(Records from a data collection)
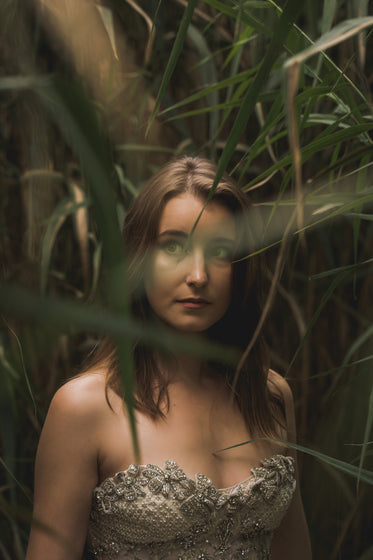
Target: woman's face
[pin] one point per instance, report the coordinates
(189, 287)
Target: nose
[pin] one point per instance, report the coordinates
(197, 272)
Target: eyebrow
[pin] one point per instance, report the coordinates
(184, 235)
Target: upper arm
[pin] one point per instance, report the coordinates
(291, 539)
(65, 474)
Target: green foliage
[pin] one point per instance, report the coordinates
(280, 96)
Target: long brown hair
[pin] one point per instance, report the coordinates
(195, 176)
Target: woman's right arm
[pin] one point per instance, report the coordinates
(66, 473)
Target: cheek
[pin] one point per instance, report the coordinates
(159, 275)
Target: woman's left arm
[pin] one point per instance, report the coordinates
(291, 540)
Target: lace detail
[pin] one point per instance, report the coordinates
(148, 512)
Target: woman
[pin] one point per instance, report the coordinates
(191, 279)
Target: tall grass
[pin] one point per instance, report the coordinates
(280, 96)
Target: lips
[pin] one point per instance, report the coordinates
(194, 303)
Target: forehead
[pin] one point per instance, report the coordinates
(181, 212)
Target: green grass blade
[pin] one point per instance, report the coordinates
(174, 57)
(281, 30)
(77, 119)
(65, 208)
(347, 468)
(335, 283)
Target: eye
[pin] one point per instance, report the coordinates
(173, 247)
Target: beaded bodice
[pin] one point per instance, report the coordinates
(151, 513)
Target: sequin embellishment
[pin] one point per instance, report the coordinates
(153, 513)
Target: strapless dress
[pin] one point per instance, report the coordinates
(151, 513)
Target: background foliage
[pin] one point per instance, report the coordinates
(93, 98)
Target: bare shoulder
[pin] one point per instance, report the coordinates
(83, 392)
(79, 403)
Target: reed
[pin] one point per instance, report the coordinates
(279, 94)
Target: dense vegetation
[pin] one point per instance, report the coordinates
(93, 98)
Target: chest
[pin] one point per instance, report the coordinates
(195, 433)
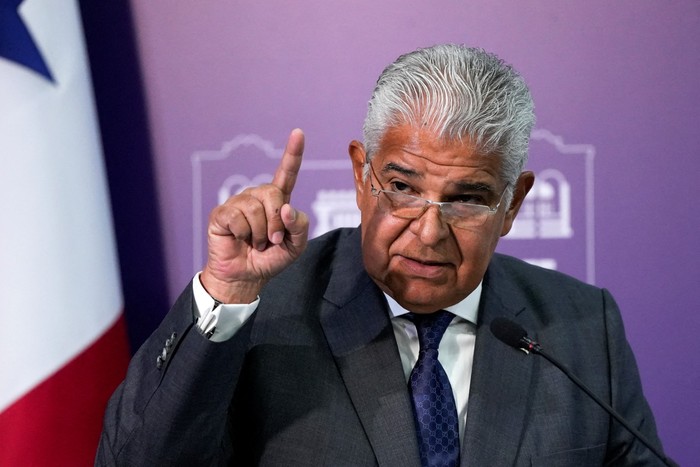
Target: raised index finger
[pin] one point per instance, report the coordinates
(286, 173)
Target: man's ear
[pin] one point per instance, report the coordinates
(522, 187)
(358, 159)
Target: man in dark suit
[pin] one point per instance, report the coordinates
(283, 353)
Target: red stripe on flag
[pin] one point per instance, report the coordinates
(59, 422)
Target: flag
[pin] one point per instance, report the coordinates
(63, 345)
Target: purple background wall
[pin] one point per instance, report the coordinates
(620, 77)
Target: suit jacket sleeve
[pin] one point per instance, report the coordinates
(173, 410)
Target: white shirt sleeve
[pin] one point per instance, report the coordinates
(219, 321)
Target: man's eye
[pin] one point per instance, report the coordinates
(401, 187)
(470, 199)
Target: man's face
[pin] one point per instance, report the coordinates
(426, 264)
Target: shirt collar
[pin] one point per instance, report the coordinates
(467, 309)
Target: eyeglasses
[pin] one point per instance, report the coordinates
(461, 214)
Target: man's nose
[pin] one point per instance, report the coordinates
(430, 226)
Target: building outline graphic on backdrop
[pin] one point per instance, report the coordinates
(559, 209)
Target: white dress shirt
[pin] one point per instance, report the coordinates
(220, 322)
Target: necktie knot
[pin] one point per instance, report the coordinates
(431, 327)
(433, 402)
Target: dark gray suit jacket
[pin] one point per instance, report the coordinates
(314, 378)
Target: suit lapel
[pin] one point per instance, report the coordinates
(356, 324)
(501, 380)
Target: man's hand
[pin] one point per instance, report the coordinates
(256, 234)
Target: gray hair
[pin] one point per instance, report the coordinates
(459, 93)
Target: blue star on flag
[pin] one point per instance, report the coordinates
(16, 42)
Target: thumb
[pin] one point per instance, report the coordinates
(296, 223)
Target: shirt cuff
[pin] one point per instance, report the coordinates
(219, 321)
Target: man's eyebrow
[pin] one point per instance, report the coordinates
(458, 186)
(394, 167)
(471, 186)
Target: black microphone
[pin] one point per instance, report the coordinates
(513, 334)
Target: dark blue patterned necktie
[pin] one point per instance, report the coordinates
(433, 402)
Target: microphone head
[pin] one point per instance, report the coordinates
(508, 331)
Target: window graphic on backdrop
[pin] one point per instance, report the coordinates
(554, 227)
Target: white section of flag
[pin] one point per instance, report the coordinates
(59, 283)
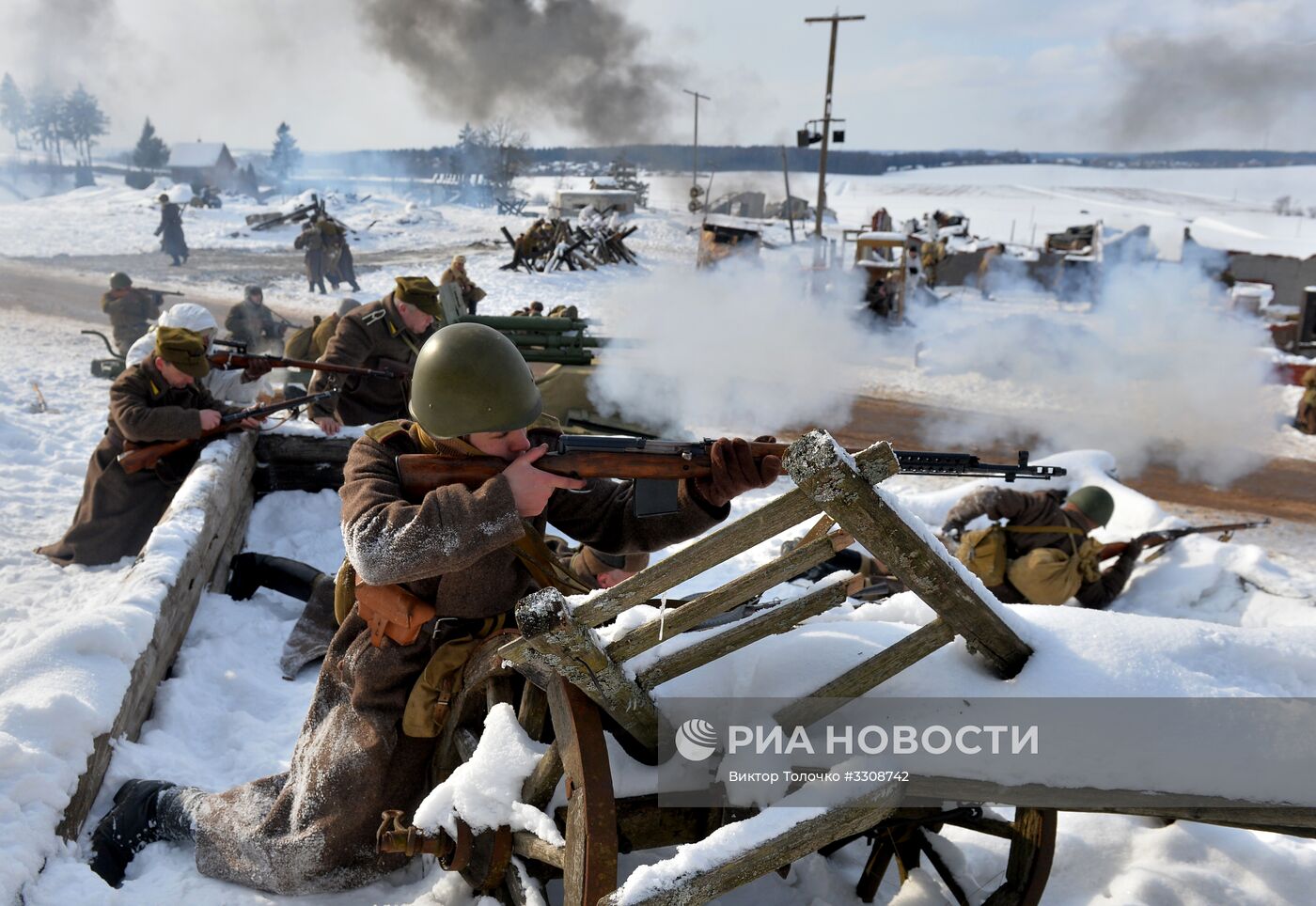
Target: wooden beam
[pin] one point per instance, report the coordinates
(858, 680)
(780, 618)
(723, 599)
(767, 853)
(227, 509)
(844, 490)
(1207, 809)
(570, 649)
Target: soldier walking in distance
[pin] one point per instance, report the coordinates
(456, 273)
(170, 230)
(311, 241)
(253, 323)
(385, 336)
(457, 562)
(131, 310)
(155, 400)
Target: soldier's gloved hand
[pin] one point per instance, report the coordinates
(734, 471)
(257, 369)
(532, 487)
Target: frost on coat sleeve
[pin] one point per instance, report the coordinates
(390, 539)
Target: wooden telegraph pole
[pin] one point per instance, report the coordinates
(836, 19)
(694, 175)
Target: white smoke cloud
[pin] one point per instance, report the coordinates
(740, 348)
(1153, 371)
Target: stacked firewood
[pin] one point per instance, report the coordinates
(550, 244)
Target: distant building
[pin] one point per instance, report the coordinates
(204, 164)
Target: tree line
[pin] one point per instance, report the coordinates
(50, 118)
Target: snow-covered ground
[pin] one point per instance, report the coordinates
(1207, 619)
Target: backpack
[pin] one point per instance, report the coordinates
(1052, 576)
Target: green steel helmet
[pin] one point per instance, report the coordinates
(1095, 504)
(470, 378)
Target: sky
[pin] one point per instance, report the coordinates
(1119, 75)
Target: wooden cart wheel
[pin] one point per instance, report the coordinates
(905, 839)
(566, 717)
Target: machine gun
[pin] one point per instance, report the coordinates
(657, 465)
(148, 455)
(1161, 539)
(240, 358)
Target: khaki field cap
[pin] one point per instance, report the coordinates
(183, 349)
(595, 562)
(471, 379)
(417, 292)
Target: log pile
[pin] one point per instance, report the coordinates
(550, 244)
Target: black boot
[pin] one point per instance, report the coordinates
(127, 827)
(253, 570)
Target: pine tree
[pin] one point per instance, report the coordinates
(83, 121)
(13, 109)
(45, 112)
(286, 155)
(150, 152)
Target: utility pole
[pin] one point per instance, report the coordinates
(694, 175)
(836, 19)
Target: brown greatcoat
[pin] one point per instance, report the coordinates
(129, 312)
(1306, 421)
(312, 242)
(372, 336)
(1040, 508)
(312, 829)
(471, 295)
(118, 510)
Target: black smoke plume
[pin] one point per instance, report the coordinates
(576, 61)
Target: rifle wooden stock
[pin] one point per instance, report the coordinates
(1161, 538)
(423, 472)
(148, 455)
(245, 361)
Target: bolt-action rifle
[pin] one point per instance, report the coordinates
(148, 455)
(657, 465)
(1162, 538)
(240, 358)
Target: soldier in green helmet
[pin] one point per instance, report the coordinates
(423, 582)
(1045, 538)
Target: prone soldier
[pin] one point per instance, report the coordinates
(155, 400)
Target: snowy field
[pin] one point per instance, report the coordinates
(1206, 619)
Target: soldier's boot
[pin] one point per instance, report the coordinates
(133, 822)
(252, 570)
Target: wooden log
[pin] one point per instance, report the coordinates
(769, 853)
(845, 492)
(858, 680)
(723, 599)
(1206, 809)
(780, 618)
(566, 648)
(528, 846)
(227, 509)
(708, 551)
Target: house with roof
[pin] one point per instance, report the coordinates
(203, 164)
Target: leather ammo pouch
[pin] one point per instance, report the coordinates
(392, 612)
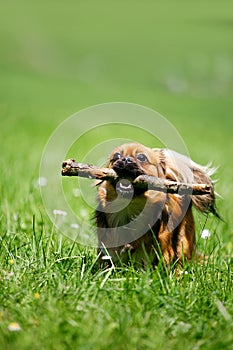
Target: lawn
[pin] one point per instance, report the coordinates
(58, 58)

• Assignment
The data must come back word for word, with every picture removed.

• Answer for this exercise
Target: woman's face
[pin] one point per instance, report the coordinates
(189, 287)
Target: nose
[pin] one point per instance, report the coordinates
(197, 272)
Target: eyebrow
[pin] one point per instance, report the coordinates
(184, 235)
Target: upper arm
[pin] one point per instance, report the coordinates
(291, 539)
(65, 474)
Target: green foliage
[pin] one point per instance, report the coordinates
(280, 96)
Target: long brown hair
[pin] one point per instance, report the coordinates
(195, 176)
Target: woman's right arm
[pin] one point per instance, report the coordinates
(66, 473)
Target: cheek
[pin] one point per instance, report the coordinates
(159, 275)
Target: woman's left arm
[pin] one point per instance, report the coordinates
(291, 540)
Target: lace detail
[pin] one point per instance, report the coordinates
(148, 512)
Target: woman
[pin] one point per instance, report the coordinates
(191, 279)
Target: tall grass
[pin] one point per instance, report the coordinates
(280, 96)
Target: lips
[pin] one point per instance, report the coordinates
(194, 303)
Target: forehead
[pin] one point per instance, report the coordinates
(181, 212)
Target: green grass blade
[pin] one point per instance, report the coordinates
(174, 57)
(281, 30)
(77, 119)
(65, 208)
(347, 468)
(335, 283)
Target: eye
[pin] one point per instance, report the coordinates
(173, 247)
Target: beaded bodice
[pin] one point per instance, report the coordinates
(151, 513)
Target: sequin embellishment
[pin] one point per instance, report the coordinates
(153, 513)
Target: strapless dress
[pin] one point per instance, report the coordinates
(151, 513)
Target: background foliage
[pin] one point per instance, report the coordinates
(93, 98)
Target: bare shoulder
[pin] one point per instance, report the coordinates
(83, 392)
(79, 403)
Target: reed
[pin] one point per instance, report the coordinates
(279, 94)
Target: dense vegetation
[pin] one point per instance, report the coordinates
(93, 98)
Target: chest
[pin] one point per instance, report the coordinates
(195, 433)
Target: raised index finger
[pin] one point per instance, report the coordinates
(286, 173)
Target: man's ear
[pin] one point per instance, report the coordinates
(522, 187)
(358, 159)
Target: man in dark suit
[pin] one point per instance, report the coordinates
(283, 353)
Target: red stripe on flag
[pin] one point per instance, report the coordinates
(59, 422)
Target: flag
[pin] one point per instance, report the coordinates
(63, 345)
Target: purple background wall
[pin] one point per instance, report the coordinates
(620, 77)
Target: suit jacket sleeve
[pin] one point per instance, report the coordinates
(173, 410)
Target: white shirt sleeve
[pin] one point per instance, report the coordinates
(219, 321)
Target: man's eye
[pin] one point per instance, report the coordinates
(401, 187)
(470, 199)
Target: man's face
[pin] one point per instance, report the coordinates
(426, 264)
Target: shirt collar
[pin] one point per instance, report the coordinates
(467, 309)
Target: eyeglasses
[pin] one point per instance, report the coordinates
(461, 214)
Target: man's nose
[pin] one point per instance, report the coordinates
(430, 226)
Target: building outline graphic on backdrop
[pin] one point per instance, report the coordinates
(559, 209)
Target: white dress shirt
[pin] one point per instance, report the coordinates
(220, 322)
Target: necktie knot
[pin] one point per instance, report the coordinates
(431, 327)
(433, 402)
Target: dark gray suit jacket
[pin] one point per instance, report the coordinates
(314, 378)
Target: suit lapel
[pin] one point per instance, report the coordinates
(356, 324)
(501, 380)
Target: man's hand
[pin] one point per instance, report the coordinates
(256, 234)
Target: gray hair
[pin] one point per instance, report the coordinates
(459, 93)
Target: blue star on flag
[pin] one point per instance, report the coordinates
(16, 42)
Target: thumb
[pin] one point per instance, report the coordinates
(296, 223)
Target: shirt cuff
[pin] one point per instance, report the coordinates
(219, 321)
Target: man's eyebrow
[pin] one point per instance, report the coordinates
(458, 186)
(394, 167)
(471, 186)
Target: black microphone
[pin] one point per instance, report the coordinates
(513, 334)
Target: dark blue patterned necktie
[pin] one point per instance, report the coordinates
(433, 402)
Target: microphone head
[pin] one point per instance, report the coordinates
(508, 331)
Target: window graphic on backdrop
[pin] one point per instance, report the coordinates
(554, 227)
Target: white section of flag
[pin] one point per instance, report the coordinates
(59, 283)
Target: wooden beam
[pin] one point per instance, report the coordinates
(858, 680)
(780, 618)
(723, 599)
(767, 853)
(227, 509)
(844, 490)
(1207, 809)
(570, 649)
Target: soldier walking in distance
[pin] one point per instance, report the coordinates
(456, 273)
(170, 230)
(311, 241)
(253, 323)
(385, 336)
(457, 562)
(131, 310)
(155, 400)
Target: soldier's gloved hand
[pin] one point per instance, report the coordinates
(734, 471)
(257, 369)
(532, 487)
Target: frost on coat sleeve
[pin] one point per instance, report the coordinates
(390, 539)
Target: wooden telegraph pole
[pin] one point per instance, report the coordinates
(836, 19)
(694, 175)
Target: white smoke cloud
[pin] one point per instance, report the coordinates
(740, 348)
(1153, 371)
Target: stacked firewood
[pin] one point per instance, report the coordinates
(550, 244)
Target: distant building
[pin] one point per instance, report the coordinates
(204, 164)
Target: tree line
[pin] one point per instance, report the coordinates
(50, 118)
Target: snow-covered ground
[pin] one point per instance, report the coordinates
(1207, 619)
Target: backpack
[pin] one point per instance, report the coordinates
(1052, 576)
Target: green steel helmet
[pin] one point per instance, report the coordinates
(1095, 504)
(470, 378)
Target: sky
[pin] one point per instance, report the coordinates
(1119, 75)
Target: wooden cart wheel
[pin] one point per instance, report the coordinates
(905, 839)
(566, 717)
Target: machine gun
[pin] one point per instance, report the coordinates
(657, 465)
(148, 455)
(1161, 539)
(240, 358)
Target: khaki field cap
[pin] one point per instance, report the coordinates
(183, 349)
(595, 562)
(471, 379)
(417, 292)
Target: log pile
[pin] one point per instance, report the coordinates
(550, 244)
Target: black boot
[pin] one point per instance, report the coordinates
(127, 827)
(253, 570)
Target: pine tree
[pin] one point per instance, report the coordinates
(83, 121)
(13, 109)
(45, 112)
(286, 155)
(150, 152)
Target: utility pole
[pin] one point per instance, report the coordinates
(694, 175)
(836, 19)
Target: brown greatcoat
[pin] one point per instance, report the coordinates
(129, 312)
(1306, 421)
(312, 242)
(372, 336)
(1040, 508)
(312, 829)
(471, 295)
(118, 510)
Target: black smoke plume
[pin] one point per instance, report the coordinates
(576, 61)
Target: rifle wooden stock
[pin] one point per instance, report the coordinates
(1161, 538)
(423, 472)
(148, 455)
(245, 361)
Target: bolt-action rifle
[pin] one point per instance, report the coordinates
(148, 455)
(657, 465)
(1162, 538)
(240, 358)
Target: soldier in green helmet
[pin] one point per instance, report the coordinates
(423, 582)
(1045, 538)
Target: prone soldier
[pin] one point per instance, report the coordinates
(155, 400)
Target: snowy field
[pin] one point per instance, report the coordinates
(1206, 619)
Target: soldier's boot
[pin] one point per instance, report the coordinates
(133, 822)
(252, 570)
Target: wooden log
[pin] one point per instance, report the coordinates
(769, 853)
(845, 492)
(858, 680)
(723, 599)
(1206, 809)
(780, 618)
(566, 648)
(528, 846)
(227, 509)
(708, 551)
Target: house with roof
[pin] one point per instance, report the coordinates
(203, 164)
Target: leather ammo pouch
[pin] one point per instance, report the coordinates
(392, 612)
Target: lawn
[pin] one point per instance, report the coordinates
(58, 58)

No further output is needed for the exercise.